Items from a dataset:

________________________

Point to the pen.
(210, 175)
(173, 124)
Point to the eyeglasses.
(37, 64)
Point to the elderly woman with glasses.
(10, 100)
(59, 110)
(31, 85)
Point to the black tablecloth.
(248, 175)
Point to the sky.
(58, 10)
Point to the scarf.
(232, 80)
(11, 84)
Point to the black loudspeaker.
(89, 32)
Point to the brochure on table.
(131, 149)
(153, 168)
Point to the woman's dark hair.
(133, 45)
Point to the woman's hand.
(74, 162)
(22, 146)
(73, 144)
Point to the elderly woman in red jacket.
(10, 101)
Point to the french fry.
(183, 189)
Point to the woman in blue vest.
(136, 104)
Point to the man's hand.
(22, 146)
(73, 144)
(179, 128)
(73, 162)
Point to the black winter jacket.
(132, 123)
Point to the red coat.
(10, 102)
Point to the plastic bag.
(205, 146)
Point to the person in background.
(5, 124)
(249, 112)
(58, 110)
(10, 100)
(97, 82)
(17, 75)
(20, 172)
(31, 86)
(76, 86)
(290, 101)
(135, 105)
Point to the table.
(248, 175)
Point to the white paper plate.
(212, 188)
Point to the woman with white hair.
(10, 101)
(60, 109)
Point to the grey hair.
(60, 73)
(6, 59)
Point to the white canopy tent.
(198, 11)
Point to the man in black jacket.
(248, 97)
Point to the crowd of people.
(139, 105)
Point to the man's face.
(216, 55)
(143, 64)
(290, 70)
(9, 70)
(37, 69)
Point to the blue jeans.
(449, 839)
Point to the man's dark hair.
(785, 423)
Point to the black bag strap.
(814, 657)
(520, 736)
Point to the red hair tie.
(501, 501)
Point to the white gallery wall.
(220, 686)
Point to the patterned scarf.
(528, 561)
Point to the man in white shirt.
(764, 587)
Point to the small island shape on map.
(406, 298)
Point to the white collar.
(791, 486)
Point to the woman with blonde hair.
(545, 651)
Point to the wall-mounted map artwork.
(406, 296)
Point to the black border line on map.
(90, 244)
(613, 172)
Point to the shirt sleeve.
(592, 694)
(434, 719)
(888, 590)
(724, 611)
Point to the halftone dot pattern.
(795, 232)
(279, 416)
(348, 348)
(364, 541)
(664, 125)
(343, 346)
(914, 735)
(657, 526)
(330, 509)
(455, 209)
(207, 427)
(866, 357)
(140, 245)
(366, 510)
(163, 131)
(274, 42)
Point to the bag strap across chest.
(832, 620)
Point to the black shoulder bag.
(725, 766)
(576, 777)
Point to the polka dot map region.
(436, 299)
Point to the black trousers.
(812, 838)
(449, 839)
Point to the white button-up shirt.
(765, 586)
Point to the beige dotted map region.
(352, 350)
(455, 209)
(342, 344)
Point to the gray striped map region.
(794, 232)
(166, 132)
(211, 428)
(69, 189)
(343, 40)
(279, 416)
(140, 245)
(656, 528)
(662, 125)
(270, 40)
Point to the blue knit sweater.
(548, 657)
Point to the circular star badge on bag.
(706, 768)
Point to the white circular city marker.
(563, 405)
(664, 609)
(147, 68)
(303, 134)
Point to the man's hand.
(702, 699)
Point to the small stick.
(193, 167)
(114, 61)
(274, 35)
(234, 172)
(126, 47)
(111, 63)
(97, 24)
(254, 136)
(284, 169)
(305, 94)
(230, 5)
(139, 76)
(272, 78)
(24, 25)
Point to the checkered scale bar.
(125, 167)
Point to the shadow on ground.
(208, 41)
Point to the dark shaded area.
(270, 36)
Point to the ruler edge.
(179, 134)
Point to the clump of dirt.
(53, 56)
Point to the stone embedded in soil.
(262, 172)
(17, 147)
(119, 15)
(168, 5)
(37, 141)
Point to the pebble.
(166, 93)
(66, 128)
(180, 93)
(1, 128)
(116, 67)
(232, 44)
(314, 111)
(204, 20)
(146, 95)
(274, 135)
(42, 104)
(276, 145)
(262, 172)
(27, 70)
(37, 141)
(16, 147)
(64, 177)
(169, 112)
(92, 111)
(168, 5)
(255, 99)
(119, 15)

________________________

### Exercise prompt
Turn every one of the entries above into a numbered list, dropping any blank lines.

### Task solution
1. Point to the pen.
2. (210, 175)
3. (173, 124)
4. Point to the eyeglasses.
5. (37, 64)
6. Point to the elderly woman with glasses.
7. (10, 100)
8. (59, 110)
9. (31, 85)
10. Point to the black tablecloth.
11. (248, 175)
12. Point to the sky.
13. (58, 10)
14. Point to the scarf.
15. (232, 80)
16. (11, 84)
17. Point to the black loudspeaker.
18. (89, 32)
19. Point to the brochure on table.
20. (131, 149)
21. (153, 168)
22. Point to the woman's dark hair.
23. (133, 45)
24. Point to the woman's hand.
25. (74, 162)
26. (22, 146)
27. (73, 144)
28. Point to the elderly woman in red jacket.
29. (10, 101)
30. Point to the french fry.
31. (183, 189)
32. Point to the woman in blue vest.
33. (136, 104)
34. Point to the man's hand.
35. (22, 146)
36. (73, 144)
37. (179, 128)
38. (73, 162)
39. Point to the black winter jacket.
40. (132, 123)
41. Point to the red coat.
42. (10, 102)
43. Point to the plastic bag.
44. (205, 146)
45. Point to the person in background.
46. (5, 124)
47. (249, 112)
48. (58, 110)
49. (10, 100)
50. (97, 82)
51. (17, 75)
52. (20, 172)
53. (31, 86)
54. (76, 86)
55. (290, 101)
56. (135, 105)
57. Point to the table.
58. (248, 175)
59. Point to the white paper plate.
60. (212, 188)
61. Point to the woman with white hair.
62. (10, 101)
63. (60, 109)
64. Point to the grey hair.
65. (60, 73)
66. (6, 59)
67. Point to the white canopy tent.
68. (198, 11)
69. Point to the man in black jacket.
70. (248, 97)
71. Point to the crowd of people.
72. (139, 105)
73. Point to the man's face.
74. (216, 55)
75. (143, 64)
76. (290, 70)
77. (9, 70)
78. (37, 69)
79. Point to the blue jeans.
80. (449, 839)
81. Point to the man's dark hair.
82. (785, 423)
83. Point to the black bag strap.
84. (814, 657)
85. (520, 736)
86. Point to the red hair tie.
87. (501, 501)
88. Point to the white gallery wall.
89. (220, 686)
90. Point to the patterned scarf.
91. (528, 561)
92. Point to the man in white shirt.
93. (764, 587)
94. Point to the small island shape on map.
95. (406, 298)
96. Point to the white collar.
97. (791, 486)
98. Point to the woman with blonde hair.
99. (545, 651)
100. Point to the wall-mounted map artwork.
101. (406, 296)
102. Point to the black border line on map.
103. (90, 244)
104. (613, 172)
105. Point to the shirt sleeve.
106. (592, 694)
107. (434, 719)
108. (888, 590)
109. (724, 611)
110. Point to the halftone dot pattern.
111. (795, 232)
112. (279, 416)
113. (348, 348)
114. (364, 541)
115. (664, 125)
116. (343, 346)
117. (914, 735)
118. (657, 526)
119. (330, 509)
120. (455, 209)
121. (207, 427)
122. (866, 357)
123. (140, 245)
124. (366, 510)
125. (163, 131)
126. (274, 42)
127. Point to the bag strap across chest.
128. (832, 620)
129. Point to the black shoulder bag.
130. (725, 766)
131. (576, 777)
132. Point to the polka dot map region.
133. (436, 299)
134. Point to the black trousers.
135. (812, 838)
136. (449, 839)
137. Point to the white button-up shirt.
138. (765, 586)
139. Point to the beige dotted map region.
140. (352, 350)
141. (455, 209)
142. (342, 344)
143. Point to the gray striped map region.
144. (794, 232)
145. (166, 132)
146. (211, 428)
147. (69, 189)
148. (343, 40)
149. (279, 416)
150. (140, 245)
151. (656, 528)
152. (662, 125)
153. (270, 40)
154. Point to the blue knit sweater.
155. (548, 657)
156. Point to the circular star badge on bag.
157. (706, 768)
158. Point to the white circular city marker.
159. (563, 405)
160. (664, 609)
161. (147, 68)
162. (303, 134)
163. Point to the man's hand.
164. (702, 699)
165. Point to the small stick.
166. (193, 167)
167. (114, 61)
168. (274, 35)
169. (234, 172)
170. (126, 47)
171. (111, 63)
172. (97, 24)
173. (254, 136)
174. (284, 169)
175. (305, 94)
176. (230, 5)
177. (139, 76)
178. (272, 78)
179. (24, 25)
180. Point to the checkered scale bar.
181. (125, 167)
182. Point to the shadow on ground.
183. (208, 41)
184. Point to the dark shaded area.
185. (270, 36)
186. Point to the ruler edge.
187. (179, 134)
188. Point to the clump of dirt.
189. (53, 56)
190. Point to the stone embedded in soil.
191. (262, 172)
192. (17, 147)
193. (119, 15)
194. (168, 5)
195. (37, 141)
196. Point to the pebble.
197. (166, 93)
198. (66, 128)
199. (180, 93)
200. (1, 128)
201. (116, 67)
202. (232, 44)
203. (314, 111)
204. (204, 20)
205. (146, 95)
206. (274, 135)
207. (42, 104)
208. (276, 145)
209. (262, 172)
210. (27, 70)
211. (37, 141)
212. (16, 147)
213. (64, 177)
214. (169, 112)
215. (92, 111)
216. (168, 5)
217. (255, 99)
218. (119, 15)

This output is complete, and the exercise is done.